* [Short problem]: Look for "window with a point." in the listing below, then copy exactly the line it appears in and all lines after it to the end, and nothing more.

* [Data entries]:
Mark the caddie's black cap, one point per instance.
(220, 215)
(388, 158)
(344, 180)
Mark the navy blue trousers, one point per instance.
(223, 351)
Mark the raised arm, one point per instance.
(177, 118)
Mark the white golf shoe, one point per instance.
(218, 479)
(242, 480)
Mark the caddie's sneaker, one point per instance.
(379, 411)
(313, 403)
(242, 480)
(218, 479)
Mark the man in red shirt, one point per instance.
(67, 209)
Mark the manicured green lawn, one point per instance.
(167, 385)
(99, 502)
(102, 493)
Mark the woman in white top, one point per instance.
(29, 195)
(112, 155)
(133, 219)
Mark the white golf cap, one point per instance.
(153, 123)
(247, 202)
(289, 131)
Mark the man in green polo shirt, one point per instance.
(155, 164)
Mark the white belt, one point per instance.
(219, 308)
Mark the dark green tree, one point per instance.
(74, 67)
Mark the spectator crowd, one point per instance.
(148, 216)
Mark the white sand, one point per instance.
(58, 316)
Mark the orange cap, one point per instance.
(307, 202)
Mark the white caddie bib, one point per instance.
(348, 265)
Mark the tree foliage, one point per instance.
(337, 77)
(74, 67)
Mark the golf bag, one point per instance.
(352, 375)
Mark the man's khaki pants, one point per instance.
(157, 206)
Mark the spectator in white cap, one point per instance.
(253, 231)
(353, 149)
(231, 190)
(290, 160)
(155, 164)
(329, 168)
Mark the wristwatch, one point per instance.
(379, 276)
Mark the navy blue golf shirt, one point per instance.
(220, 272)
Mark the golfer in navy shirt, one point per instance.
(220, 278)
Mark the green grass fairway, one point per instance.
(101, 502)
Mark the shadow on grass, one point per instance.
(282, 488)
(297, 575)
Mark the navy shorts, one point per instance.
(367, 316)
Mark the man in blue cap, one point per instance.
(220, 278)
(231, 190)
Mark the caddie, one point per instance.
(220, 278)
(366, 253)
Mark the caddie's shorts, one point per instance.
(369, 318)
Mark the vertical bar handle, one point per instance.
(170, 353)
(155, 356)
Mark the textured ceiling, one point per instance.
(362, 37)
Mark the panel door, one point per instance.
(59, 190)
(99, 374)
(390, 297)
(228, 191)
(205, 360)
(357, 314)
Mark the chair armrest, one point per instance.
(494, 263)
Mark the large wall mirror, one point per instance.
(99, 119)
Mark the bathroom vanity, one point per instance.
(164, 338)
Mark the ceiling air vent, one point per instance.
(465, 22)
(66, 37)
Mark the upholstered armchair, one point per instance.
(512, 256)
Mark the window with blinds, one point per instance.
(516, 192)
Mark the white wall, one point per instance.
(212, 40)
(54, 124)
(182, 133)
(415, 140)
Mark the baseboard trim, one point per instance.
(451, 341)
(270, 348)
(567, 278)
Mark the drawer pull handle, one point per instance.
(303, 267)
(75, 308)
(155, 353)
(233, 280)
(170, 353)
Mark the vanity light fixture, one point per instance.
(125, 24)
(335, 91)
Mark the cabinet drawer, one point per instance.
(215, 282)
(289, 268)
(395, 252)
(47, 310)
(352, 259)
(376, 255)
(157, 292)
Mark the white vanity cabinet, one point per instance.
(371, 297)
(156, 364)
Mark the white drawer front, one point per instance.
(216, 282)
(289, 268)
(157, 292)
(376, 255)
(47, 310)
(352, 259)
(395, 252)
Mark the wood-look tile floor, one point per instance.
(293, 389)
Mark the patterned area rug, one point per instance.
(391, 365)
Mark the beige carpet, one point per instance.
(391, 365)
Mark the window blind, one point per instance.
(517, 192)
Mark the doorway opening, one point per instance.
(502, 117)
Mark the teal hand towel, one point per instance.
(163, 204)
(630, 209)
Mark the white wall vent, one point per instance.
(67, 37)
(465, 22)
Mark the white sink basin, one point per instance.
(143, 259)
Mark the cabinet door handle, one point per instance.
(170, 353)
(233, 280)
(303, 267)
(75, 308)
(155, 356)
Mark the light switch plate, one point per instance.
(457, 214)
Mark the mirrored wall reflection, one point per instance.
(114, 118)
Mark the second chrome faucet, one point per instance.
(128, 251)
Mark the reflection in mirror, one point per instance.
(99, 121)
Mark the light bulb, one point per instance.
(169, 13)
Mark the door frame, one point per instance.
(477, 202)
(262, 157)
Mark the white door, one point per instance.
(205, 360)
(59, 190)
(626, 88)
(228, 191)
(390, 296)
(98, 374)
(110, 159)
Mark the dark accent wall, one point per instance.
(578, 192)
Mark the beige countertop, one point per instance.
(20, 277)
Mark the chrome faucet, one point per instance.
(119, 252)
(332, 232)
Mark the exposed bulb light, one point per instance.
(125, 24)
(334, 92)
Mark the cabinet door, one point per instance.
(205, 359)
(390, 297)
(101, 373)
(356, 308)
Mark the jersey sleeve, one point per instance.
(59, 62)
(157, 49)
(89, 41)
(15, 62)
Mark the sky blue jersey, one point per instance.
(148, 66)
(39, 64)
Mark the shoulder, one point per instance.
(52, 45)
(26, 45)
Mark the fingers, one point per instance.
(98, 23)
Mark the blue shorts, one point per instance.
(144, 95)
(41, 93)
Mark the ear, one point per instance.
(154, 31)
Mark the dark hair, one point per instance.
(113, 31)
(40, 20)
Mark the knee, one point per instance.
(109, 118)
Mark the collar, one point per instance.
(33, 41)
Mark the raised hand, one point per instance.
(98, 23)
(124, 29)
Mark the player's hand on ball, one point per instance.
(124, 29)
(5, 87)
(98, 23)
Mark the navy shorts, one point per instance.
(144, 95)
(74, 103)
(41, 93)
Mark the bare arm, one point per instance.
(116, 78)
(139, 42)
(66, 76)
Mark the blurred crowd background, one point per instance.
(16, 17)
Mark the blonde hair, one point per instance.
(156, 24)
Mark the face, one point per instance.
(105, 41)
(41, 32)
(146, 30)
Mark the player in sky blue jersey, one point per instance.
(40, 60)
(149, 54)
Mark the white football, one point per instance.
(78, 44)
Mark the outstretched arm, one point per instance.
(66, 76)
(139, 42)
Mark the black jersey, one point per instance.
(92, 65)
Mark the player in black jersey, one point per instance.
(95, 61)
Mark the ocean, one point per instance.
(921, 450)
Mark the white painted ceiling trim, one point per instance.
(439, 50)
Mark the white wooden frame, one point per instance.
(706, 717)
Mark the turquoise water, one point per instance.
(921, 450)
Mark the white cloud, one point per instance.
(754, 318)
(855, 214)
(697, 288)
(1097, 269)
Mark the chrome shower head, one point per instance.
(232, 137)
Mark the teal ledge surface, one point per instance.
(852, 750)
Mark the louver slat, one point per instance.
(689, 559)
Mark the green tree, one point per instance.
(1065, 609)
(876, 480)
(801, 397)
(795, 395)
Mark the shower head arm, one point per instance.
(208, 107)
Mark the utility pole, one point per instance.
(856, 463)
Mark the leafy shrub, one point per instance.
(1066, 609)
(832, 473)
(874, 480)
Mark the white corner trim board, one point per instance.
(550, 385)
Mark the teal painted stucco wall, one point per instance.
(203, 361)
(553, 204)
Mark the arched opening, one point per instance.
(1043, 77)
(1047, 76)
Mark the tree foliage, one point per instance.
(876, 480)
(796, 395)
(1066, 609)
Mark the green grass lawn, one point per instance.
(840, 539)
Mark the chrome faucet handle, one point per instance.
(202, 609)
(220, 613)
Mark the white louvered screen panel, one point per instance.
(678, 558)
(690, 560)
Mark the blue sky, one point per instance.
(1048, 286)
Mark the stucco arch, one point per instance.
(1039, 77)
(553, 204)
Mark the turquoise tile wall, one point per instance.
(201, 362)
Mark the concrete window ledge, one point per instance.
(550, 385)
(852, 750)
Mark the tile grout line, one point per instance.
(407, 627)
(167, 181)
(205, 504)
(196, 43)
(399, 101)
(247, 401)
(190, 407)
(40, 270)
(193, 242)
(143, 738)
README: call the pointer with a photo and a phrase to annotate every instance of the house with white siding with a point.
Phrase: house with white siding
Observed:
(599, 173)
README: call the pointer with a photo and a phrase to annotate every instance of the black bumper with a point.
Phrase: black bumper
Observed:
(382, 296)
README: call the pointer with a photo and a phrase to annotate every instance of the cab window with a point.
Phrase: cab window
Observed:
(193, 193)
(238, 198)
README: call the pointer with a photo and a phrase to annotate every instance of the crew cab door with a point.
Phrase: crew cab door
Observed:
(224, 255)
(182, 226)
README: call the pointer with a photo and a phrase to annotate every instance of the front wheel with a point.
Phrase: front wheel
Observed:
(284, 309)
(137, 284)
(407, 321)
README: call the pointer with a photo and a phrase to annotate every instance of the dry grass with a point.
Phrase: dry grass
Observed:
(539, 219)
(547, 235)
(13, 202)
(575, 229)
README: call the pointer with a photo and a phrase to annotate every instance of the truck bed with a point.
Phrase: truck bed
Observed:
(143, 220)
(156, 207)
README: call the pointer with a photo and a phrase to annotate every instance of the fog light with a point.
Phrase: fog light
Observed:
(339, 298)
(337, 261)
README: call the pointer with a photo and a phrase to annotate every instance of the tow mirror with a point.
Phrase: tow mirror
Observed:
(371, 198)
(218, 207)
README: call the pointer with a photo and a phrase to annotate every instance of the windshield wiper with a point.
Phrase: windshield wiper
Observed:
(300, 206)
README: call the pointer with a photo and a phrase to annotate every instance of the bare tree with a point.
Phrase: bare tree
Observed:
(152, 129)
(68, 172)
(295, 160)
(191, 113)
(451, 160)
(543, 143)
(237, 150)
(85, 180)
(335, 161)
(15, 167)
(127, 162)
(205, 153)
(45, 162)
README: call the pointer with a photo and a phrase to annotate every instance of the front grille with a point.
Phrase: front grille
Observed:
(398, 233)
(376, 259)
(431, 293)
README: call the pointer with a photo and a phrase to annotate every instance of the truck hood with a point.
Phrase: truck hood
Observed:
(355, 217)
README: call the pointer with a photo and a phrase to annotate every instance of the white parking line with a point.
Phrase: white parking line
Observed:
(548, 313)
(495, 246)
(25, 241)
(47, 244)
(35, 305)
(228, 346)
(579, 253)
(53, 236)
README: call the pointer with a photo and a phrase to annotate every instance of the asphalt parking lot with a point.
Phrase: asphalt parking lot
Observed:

* [Full answer]:
README: call the pointer with a photo and a phrase to annotate every instance of the cab window with a point.
Phrase: cab window
Observed:
(193, 193)
(238, 198)
README: call the pointer with a photo and a phrase to annotate every instance of the crew cab door with a point.
Phrase: crew cab door
Observed:
(224, 255)
(182, 226)
README: call the pointer with a photo and a phrase to annotate every instance of the front wheel with a point.
Phrase: front wheel
Observed:
(284, 309)
(137, 284)
(407, 321)
README: call the pointer with a photo and a phrase to annotate every instance of the dry grass with a point.
Phrase: dry grass
Observed:
(539, 219)
(547, 235)
(13, 202)
(575, 229)
README: call the pointer with a photo and a phrase to annotate every instance of the truck bed with a point.
Phrase: truck bed
Observed:
(143, 220)
(156, 207)
README: call the pointer with a photo and a phrase to annotate every instance of the fog light with a point.
Phrase: fog light
Observed:
(339, 298)
(337, 261)
README: call the pointer with a photo and a phrase to annotate every instance of the tow mirror with a point.
Phrase: tow mirror
Observed:
(371, 198)
(218, 207)
README: call the pointer with a photo and a phrase to annotate every instance of the windshield wiper with a point.
Phrase: windshield wiper
Observed:
(300, 206)
README: call the pointer with a photo and a phrase to annotate every instance of the bare tree with a point.
Phrase: bare tree
Observed:
(152, 129)
(68, 172)
(295, 160)
(191, 113)
(451, 160)
(543, 143)
(237, 150)
(85, 180)
(335, 161)
(15, 167)
(127, 162)
(205, 153)
(45, 162)
README: call the pointer with a photo and a phrase to annotate every instance of the front grille with a point.
Phrase: front grille
Observed:
(398, 233)
(376, 259)
(431, 293)
README: call the pointer with a photo and a phrase to annotate every instance of the truck hood with a point.
Phrase: truck hood
Observed:
(355, 217)
README: call the pointer with a photo and a phrase to annotate every instance of the white parking line with a point.
Phrase: white parking line
Observed:
(548, 313)
(495, 246)
(25, 241)
(47, 244)
(35, 305)
(228, 346)
(579, 253)
(53, 236)
README: call the pointer with a photo and a phrase to annotate every instance of the asphalt parking lot with a point.
Phrase: asphalt parking lot
Observed:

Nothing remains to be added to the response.